Work task: Repeat the records word for word.

Input:

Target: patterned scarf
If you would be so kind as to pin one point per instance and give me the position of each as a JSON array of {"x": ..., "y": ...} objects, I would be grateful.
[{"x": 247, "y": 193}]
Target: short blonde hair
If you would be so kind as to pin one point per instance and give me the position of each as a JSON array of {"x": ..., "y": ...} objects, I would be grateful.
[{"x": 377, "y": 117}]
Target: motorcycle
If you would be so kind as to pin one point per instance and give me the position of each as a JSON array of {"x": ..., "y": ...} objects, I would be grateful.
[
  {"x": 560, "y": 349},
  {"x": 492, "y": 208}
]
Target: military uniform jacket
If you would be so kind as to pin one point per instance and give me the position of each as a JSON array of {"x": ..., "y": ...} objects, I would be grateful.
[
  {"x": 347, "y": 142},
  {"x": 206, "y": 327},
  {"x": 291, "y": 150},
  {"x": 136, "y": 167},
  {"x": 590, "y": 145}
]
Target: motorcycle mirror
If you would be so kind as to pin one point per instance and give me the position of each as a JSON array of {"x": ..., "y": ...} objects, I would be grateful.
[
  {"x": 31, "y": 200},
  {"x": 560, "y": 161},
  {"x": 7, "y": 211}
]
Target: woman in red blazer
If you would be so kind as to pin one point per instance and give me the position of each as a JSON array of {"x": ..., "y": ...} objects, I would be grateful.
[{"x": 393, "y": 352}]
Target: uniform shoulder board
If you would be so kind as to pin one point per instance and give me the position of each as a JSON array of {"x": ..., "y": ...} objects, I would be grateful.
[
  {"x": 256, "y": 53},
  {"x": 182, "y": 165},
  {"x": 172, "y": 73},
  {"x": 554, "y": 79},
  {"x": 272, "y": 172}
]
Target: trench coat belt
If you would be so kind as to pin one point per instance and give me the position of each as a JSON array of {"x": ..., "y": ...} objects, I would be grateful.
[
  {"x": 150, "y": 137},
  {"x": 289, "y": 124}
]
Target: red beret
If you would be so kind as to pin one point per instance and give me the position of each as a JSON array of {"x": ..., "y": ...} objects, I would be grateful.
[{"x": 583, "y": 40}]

Answer to this exercise:
Target: patterned scarf
If you would be so kind as to pin one point per instance and give me the position of each as a JSON array of {"x": ..., "y": ...} objects, I would be grateful.
[{"x": 247, "y": 193}]
Target: short blonde hair
If you would be so kind as to pin one point per instance and give me the position of each as a JSON array of {"x": ..., "y": ...} objects, I would be grateful.
[{"x": 377, "y": 117}]
Target: motorcycle
If you would be so kind as to pin one point per instance and give me the position of each as a JSON array of {"x": ..., "y": ...} objects, I would be grateful.
[
  {"x": 560, "y": 349},
  {"x": 492, "y": 208}
]
Target: military uniform jacket
If you would be so kind as to pin one point per instance and give me the position of each as a JSON array of {"x": ..., "y": ...} objects, I would be grateful.
[
  {"x": 347, "y": 142},
  {"x": 206, "y": 327},
  {"x": 291, "y": 150},
  {"x": 136, "y": 167},
  {"x": 590, "y": 145}
]
Target: motorcycle mirror
If you would be so kind as to pin one point per instance and give me the position of each as a JSON array of {"x": ..., "y": ...} objects, I would be grateful.
[
  {"x": 31, "y": 200},
  {"x": 560, "y": 161},
  {"x": 7, "y": 211}
]
Target: woman in red blazer
If you would be so kind as to pin one point per instance and give me the position of each as a JSON array of {"x": ..., "y": ...} objects, I would be grateful.
[{"x": 393, "y": 352}]
Target: uniform shoulder board
If you would be so kind as to pin one point per instance and give me the position of each as a JSON array of {"x": ..., "y": ...} objects, I would be grateful.
[
  {"x": 256, "y": 53},
  {"x": 182, "y": 165},
  {"x": 172, "y": 73},
  {"x": 554, "y": 79},
  {"x": 272, "y": 172}
]
Target: trench coat belt
If you would be so kind as to pin one point per instance and give me the position of each as a JSON array of {"x": ..., "y": ...} objects, I would be grateful.
[
  {"x": 150, "y": 137},
  {"x": 289, "y": 124}
]
Target: red beret
If you would be so kind as to pin one point per instance and give me the position of each as a JSON array of {"x": ..., "y": ...} objects, I would be grateful.
[{"x": 583, "y": 40}]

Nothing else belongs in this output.